Without including any image, retype the records word for word.

Records from a data collection
=-=-=-=-=

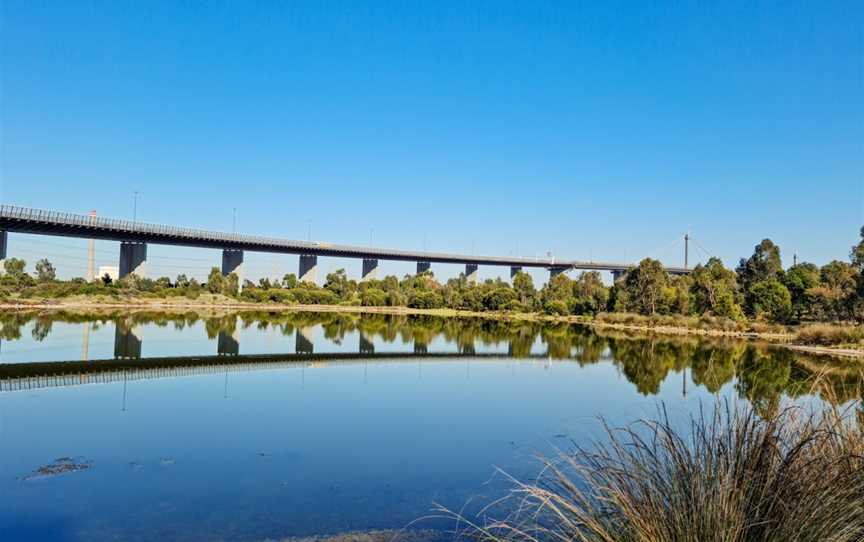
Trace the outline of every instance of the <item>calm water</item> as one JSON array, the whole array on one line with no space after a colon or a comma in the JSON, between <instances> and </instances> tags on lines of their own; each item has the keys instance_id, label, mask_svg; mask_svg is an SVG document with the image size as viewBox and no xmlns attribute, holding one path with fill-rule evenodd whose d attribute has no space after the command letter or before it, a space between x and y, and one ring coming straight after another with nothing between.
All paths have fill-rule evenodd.
<instances>
[{"instance_id":1,"label":"calm water","mask_svg":"<svg viewBox=\"0 0 864 542\"><path fill-rule=\"evenodd\" d=\"M0 315L0 539L265 540L476 507L659 402L770 410L813 358L576 326L339 314ZM826 384L854 399L853 371ZM68 457L89 468L32 476ZM469 510L471 506L469 506ZM429 519L418 528L447 529ZM442 536L442 539L448 539Z\"/></svg>"}]
</instances>

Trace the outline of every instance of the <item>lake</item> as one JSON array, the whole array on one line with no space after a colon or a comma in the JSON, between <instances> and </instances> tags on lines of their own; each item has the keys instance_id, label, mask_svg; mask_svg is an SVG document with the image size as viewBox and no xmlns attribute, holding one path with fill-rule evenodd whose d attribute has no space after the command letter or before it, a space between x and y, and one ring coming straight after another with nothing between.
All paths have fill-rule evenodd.
<instances>
[{"instance_id":1,"label":"lake","mask_svg":"<svg viewBox=\"0 0 864 542\"><path fill-rule=\"evenodd\" d=\"M314 312L0 315L0 539L440 533L659 405L856 398L743 342ZM859 395L860 397L860 395ZM60 461L58 461L60 460ZM413 522L413 523L412 523ZM434 533L433 533L434 537Z\"/></svg>"}]
</instances>

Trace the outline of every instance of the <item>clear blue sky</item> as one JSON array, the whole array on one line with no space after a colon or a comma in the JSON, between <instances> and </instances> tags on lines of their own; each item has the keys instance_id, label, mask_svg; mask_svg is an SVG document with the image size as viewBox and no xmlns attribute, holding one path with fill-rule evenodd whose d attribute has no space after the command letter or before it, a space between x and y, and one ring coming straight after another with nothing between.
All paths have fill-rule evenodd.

=-=-=-=-=

• Response for this exercise:
Trace the outline of every instance of the <item>calm water</item> as one JSON array, the whole array on one line with no space after a colon or a comma in the JSON, between <instances> and </instances> tags on lines of their own; each item has the keys instance_id, label, mask_svg; mask_svg is an SVG document with the image size as viewBox and no xmlns attribute, holding one path with fill-rule evenodd whose d attribute has no space after the command letter or before it, a space between x and y, and one ring coming straight after another with nothing between.
All paths have fill-rule evenodd.
<instances>
[{"instance_id":1,"label":"calm water","mask_svg":"<svg viewBox=\"0 0 864 542\"><path fill-rule=\"evenodd\" d=\"M0 315L0 539L265 540L476 507L659 402L770 410L813 358L576 326L339 314ZM826 384L854 399L853 371ZM68 457L89 468L32 476ZM469 510L471 506L469 506ZM429 519L418 528L447 529ZM442 536L442 539L448 539Z\"/></svg>"}]
</instances>

Trace the outline of every instance of the <item>lake</item> as one JSON array, the whole array on one line with no space after a colon or a comma in the JSON, between <instances> and </instances> tags on lines of their own; each item has the keys instance_id, label, mask_svg; mask_svg is an SVG document with the image size as viewBox and no xmlns attribute, holding one path with fill-rule evenodd whose d attribute has no space after the command letter or before it, a space between x and y, and one ring coming straight after another with nothing between.
All paths have fill-rule evenodd.
<instances>
[{"instance_id":1,"label":"lake","mask_svg":"<svg viewBox=\"0 0 864 542\"><path fill-rule=\"evenodd\" d=\"M314 312L0 315L0 539L440 533L659 405L856 398L743 342ZM859 395L860 397L860 395ZM60 461L58 461L60 460ZM413 522L413 523L412 523ZM434 533L433 533L434 537Z\"/></svg>"}]
</instances>

Trace the outline of every instance of the <item>clear blue sky</item> as one JSON array, the whole array on one line with no space after a colon or a comma in the JSON, between <instances> and </instances> tags on lines of their own; each item has the keys instance_id, label, mask_svg; mask_svg is an SVG document with the image size as viewBox and no xmlns attribute, holding one path with fill-rule evenodd whose d attribute has no space after the command letter or before it, a space between x and y, and one ring coming straight after another with nothing between.
All paths have fill-rule evenodd.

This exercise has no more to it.